## TASK TO CARRY OUT
Starting at the row that contains "On the screen shown above, where is the green" and ending at the row that contains "[107,106,140,146]", write those rows out again with "green leaf" renamed to "maple leaf" and nothing else changed.

Items listed in a dataset
* * * *
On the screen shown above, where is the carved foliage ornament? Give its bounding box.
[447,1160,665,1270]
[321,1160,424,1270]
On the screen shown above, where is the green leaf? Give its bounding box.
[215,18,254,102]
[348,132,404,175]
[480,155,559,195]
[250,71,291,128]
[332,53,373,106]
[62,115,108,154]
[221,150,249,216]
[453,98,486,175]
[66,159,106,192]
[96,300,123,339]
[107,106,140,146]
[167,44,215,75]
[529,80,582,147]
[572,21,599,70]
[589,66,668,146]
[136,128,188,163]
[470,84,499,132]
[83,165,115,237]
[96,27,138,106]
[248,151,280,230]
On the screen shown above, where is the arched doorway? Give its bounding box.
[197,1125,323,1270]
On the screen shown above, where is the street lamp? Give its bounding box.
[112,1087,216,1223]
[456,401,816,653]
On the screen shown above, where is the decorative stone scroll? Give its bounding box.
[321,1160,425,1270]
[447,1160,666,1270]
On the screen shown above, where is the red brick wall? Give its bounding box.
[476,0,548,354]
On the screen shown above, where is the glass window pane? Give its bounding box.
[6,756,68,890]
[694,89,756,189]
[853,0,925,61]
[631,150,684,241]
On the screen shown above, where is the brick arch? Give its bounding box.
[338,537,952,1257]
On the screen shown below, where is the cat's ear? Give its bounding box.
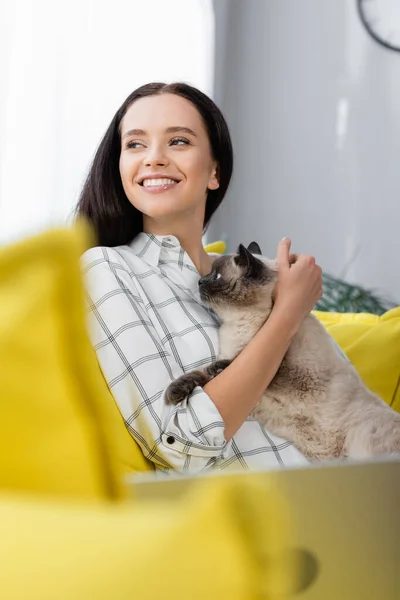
[235,244,253,268]
[234,244,261,277]
[247,242,262,255]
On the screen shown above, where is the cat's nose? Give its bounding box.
[199,273,211,287]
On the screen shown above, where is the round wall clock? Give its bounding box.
[357,0,400,52]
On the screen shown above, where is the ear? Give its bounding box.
[247,242,262,255]
[234,244,262,279]
[207,163,219,190]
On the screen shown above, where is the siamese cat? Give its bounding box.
[166,242,400,461]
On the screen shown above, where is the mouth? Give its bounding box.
[138,177,180,193]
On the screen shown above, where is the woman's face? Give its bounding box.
[119,93,219,224]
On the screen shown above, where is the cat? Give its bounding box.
[166,242,400,461]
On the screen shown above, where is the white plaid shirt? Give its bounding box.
[82,233,308,473]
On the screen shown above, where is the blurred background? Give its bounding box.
[0,0,400,303]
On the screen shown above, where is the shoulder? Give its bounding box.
[81,246,129,271]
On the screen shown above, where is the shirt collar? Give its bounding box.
[129,232,200,279]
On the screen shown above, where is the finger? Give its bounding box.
[276,238,292,270]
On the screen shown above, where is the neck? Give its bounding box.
[143,216,214,276]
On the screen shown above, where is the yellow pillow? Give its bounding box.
[314,307,400,412]
[204,241,226,254]
[0,474,298,600]
[0,225,148,498]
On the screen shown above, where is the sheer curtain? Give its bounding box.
[0,0,214,243]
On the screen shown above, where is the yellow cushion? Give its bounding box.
[0,229,148,498]
[204,241,226,254]
[314,307,400,412]
[0,475,296,600]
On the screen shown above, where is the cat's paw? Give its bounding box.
[206,359,232,378]
[165,373,198,404]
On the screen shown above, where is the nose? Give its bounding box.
[143,144,169,167]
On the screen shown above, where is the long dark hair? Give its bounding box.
[75,83,233,246]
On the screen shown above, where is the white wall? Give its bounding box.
[209,0,400,303]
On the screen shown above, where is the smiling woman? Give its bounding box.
[77,83,321,472]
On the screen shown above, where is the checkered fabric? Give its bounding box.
[82,233,307,473]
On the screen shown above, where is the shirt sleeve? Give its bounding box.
[82,248,228,472]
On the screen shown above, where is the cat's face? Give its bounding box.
[199,242,278,316]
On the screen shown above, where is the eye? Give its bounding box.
[125,140,144,150]
[170,138,190,146]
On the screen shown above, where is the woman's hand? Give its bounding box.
[274,238,322,325]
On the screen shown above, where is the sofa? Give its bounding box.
[0,223,400,600]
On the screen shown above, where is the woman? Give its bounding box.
[77,83,322,472]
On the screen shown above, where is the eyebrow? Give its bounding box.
[122,125,197,139]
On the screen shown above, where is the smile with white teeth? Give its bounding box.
[142,179,178,187]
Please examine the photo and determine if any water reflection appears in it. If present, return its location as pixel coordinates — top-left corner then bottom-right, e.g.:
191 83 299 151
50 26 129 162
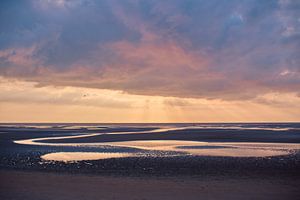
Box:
41 152 133 162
* * * *
## FINAL RESULT
On the screen shown above, where is the maple leaf? Give its bounding box.
[215,18,254,102]
[348,132,404,175]
[480,155,559,195]
[250,71,291,128]
[332,53,373,106]
[62,115,108,154]
[221,150,249,216]
[453,98,486,175]
[66,159,106,192]
[96,300,123,339]
[107,106,140,146]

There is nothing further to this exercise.